In the current environment, senior teams are challenged even more to work well with one another and ensure that their organizations can handle volatility and uncertainty. Many CEOs struggle with how to raise the level of the executive team’s performance on a sustainable basis. The ability to execute strategically and deliver on expected financial performance outcomes is paramount. Perhaps even more important is the team’s ability to scale and grow.

Various team maturity models have been introduced over the years that speak to the evolutions of teams. In our work with top-tier teams, we have refined the approach to helping senior teams create high performance together and accelerate the growth of their organizations. At the core of our team model is a clear and understood Strategy, the most critical element for C-suite teams to align with to be effective.

We have found that there are five specific phases to the performance of these teams driving the strategy that enables them to perform and scale as the company grows; thus, our model acronym helps us to describe these five phases.

Structure– in the first phase, teams must be sure that they have the right players on the team. Do you have the right team members with the right skills and the right attitudes in the right roles? Do you have a reason to exist as a team, other than just an organization reporting structure? Are you aligned with the strategy for growth?

Coordinate– You need to confirm the understanding of the business strategy across the team and then focus on shaping the team priorities and how they relate and support the business strategy. Using Summit’s proprietary Executive Team Diagnostic, we see on average that 60% of executives buy into their company’s strategy, but only 33% believe they are aligned on how to execute it. Once the direction and priorities are clear, the team needs to work on ensuring that they have a clear operating model. In other words, are they clear on the alignment of deliverables, operating protocols, and each member’s role and responsibility within the context of the plan?

Activate– To unlock the potential in the team and discover synergies, members must agree on how to work together as a team. This means that they have designed the best communication channels, determined the culture of the team, and ultimately increased the trust. Our research shows that high trust in teams is the catalyst to creating flow and reducing dissonance while fostering candor. Ultimately this leads to better decision making, innovation, and performance.

> _Apply what you read_
A. Decide whether each statement below agrees with the text on executive team performance. Answer yes or no for each, and quote the words of the text that decide it.
(i) On average, the Executive Team Diagnostic finds that 60% of executives buy into their company's strategy.
(ii) The team model is described as having four phases.
(iii) Strategy is placed at the core of the team model.
B. Summarize the text on executive team performance in two sentences.

> _Provided material_
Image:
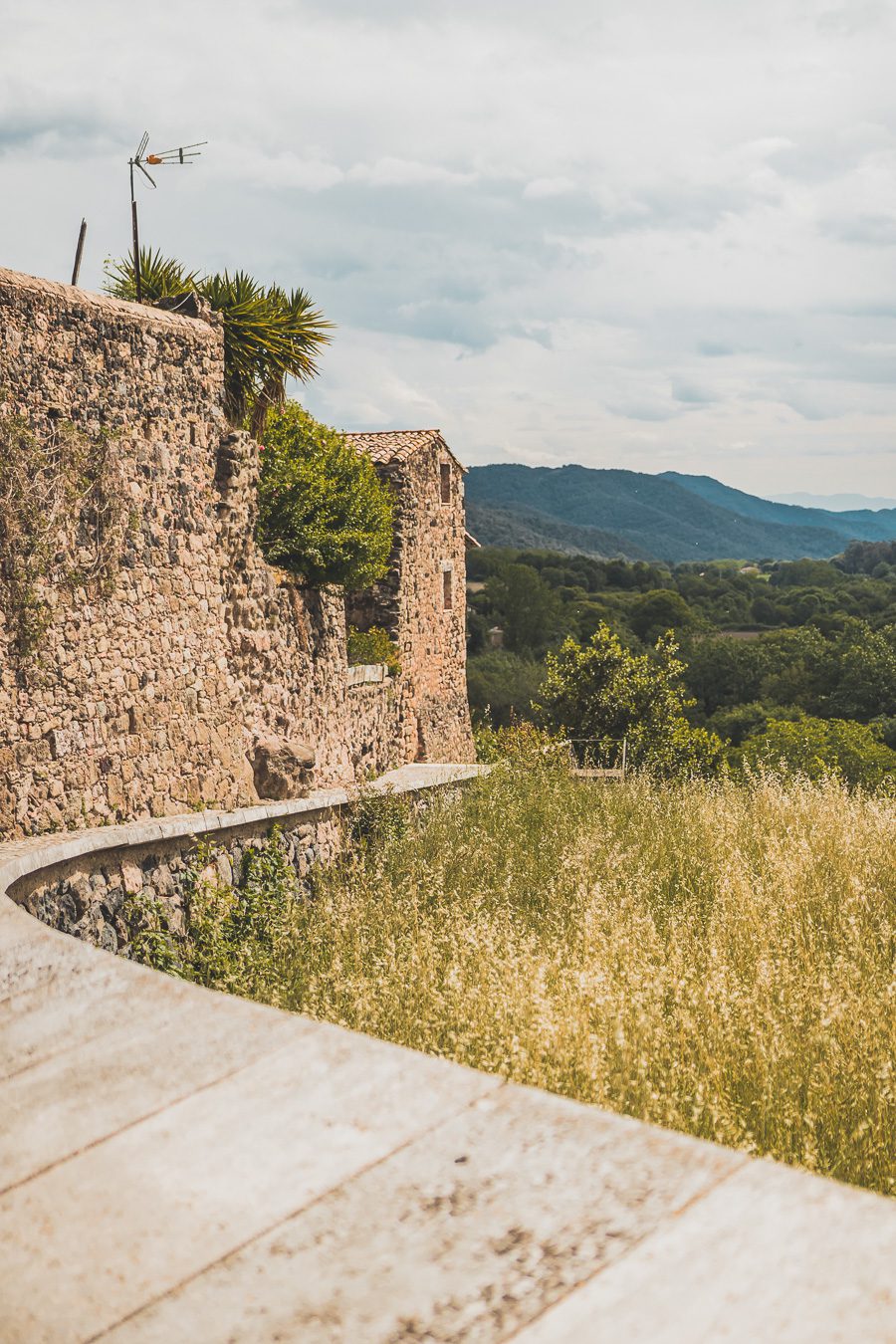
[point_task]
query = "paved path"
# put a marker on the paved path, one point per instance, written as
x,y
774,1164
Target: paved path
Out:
x,y
179,1166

> _Expected outputs_
A.
(i) Yes: "we see on average that 60% of executives buy into their company’s strategy"
(ii) No: "there are five specific phases to the performance of these teams"
(iii) Yes: "At the core of our team model is a clear and understood Strategy"

B. Senior teams must work well together, handle volatility and uncertainty, execute strategically, and scale, and a team model with a clear Strategy at its core describes five phases of team performance. Three phases are described: Structure means having the right players, Coordinate means aligning on strategy, priorities, and an operating model, and Activate means agreeing on how to work together so that trust rises and leads to better decision making, innovation, and performance.